**WRITTEN INSTRUCTION:** Extract every line in the rows below that contains the string "white", treating uppercase and lowercase letters as different.

**INPUT:**
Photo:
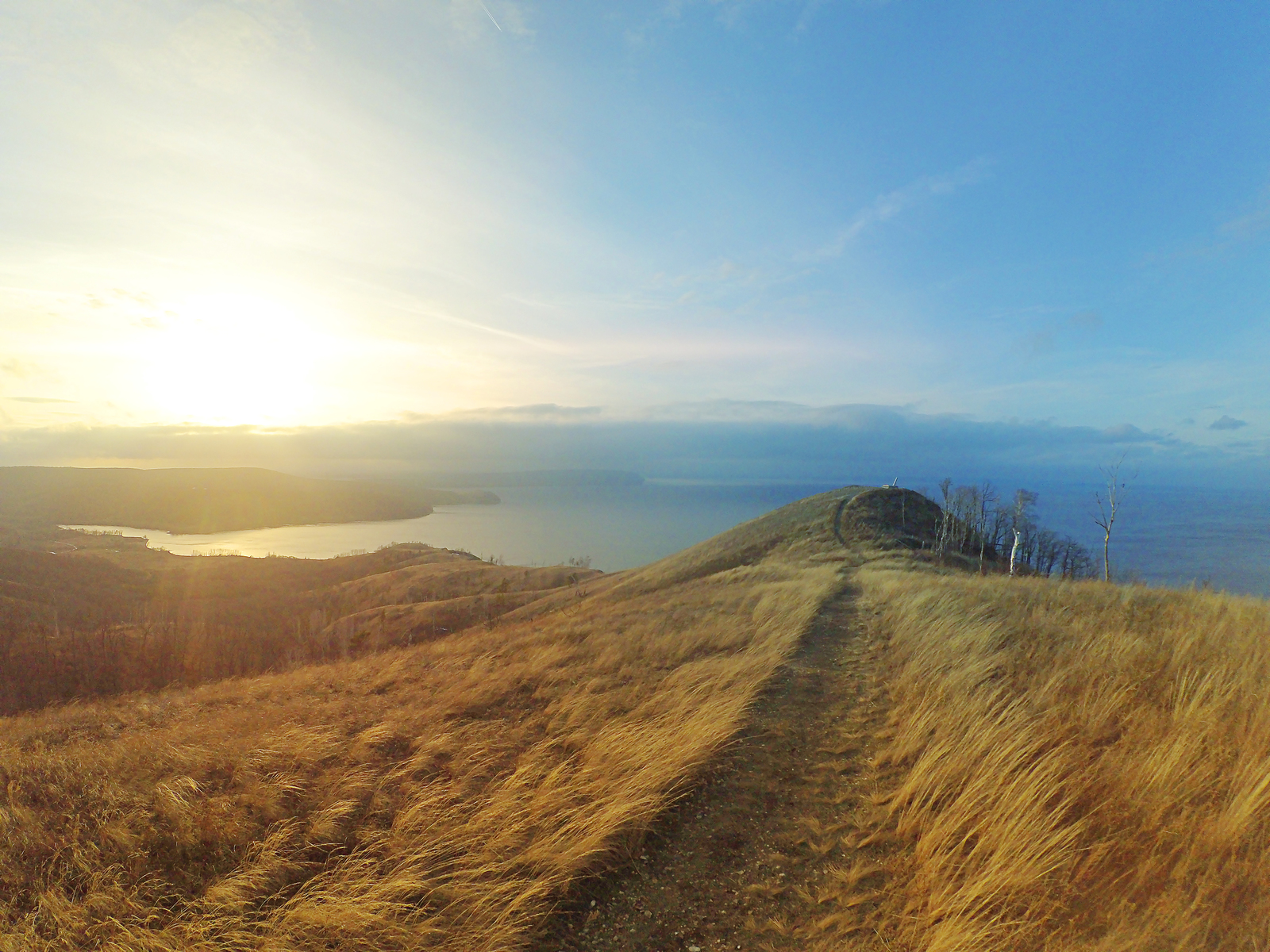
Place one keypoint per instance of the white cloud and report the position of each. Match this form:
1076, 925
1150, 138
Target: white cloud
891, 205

* * *

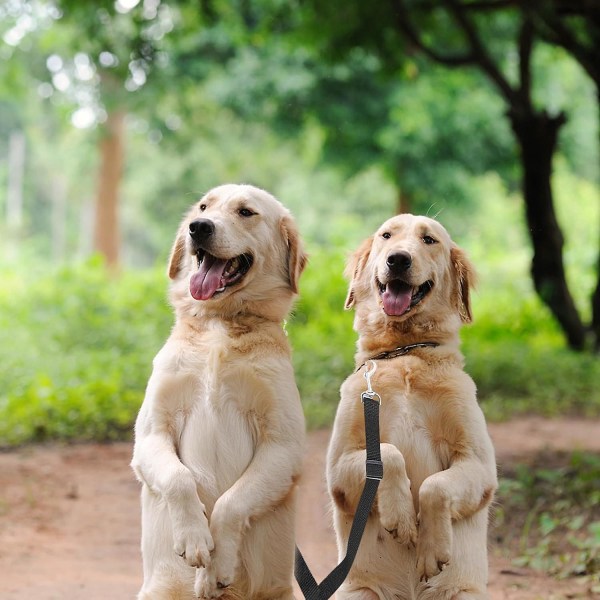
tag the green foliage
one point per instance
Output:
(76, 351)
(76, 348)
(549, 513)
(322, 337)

---

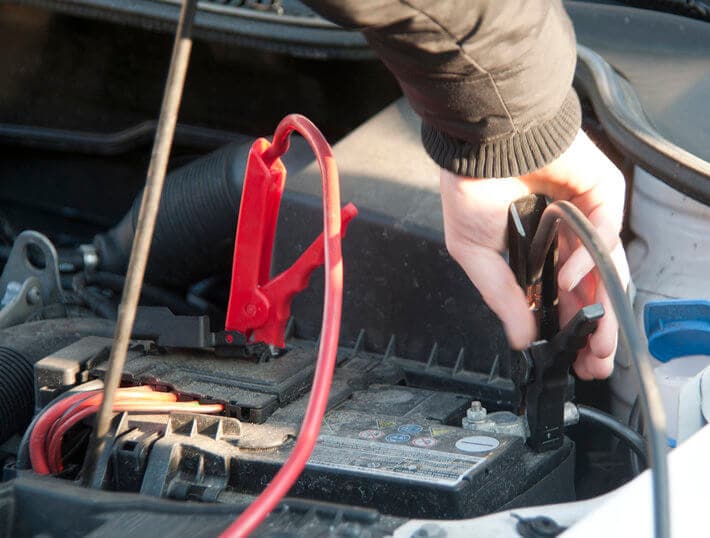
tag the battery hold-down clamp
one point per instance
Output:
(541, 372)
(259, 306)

**COMPLETED EXERCISE:**
Place one keypoint per instance of the white cloud and report the position of each. Match this form:
Target: white cloud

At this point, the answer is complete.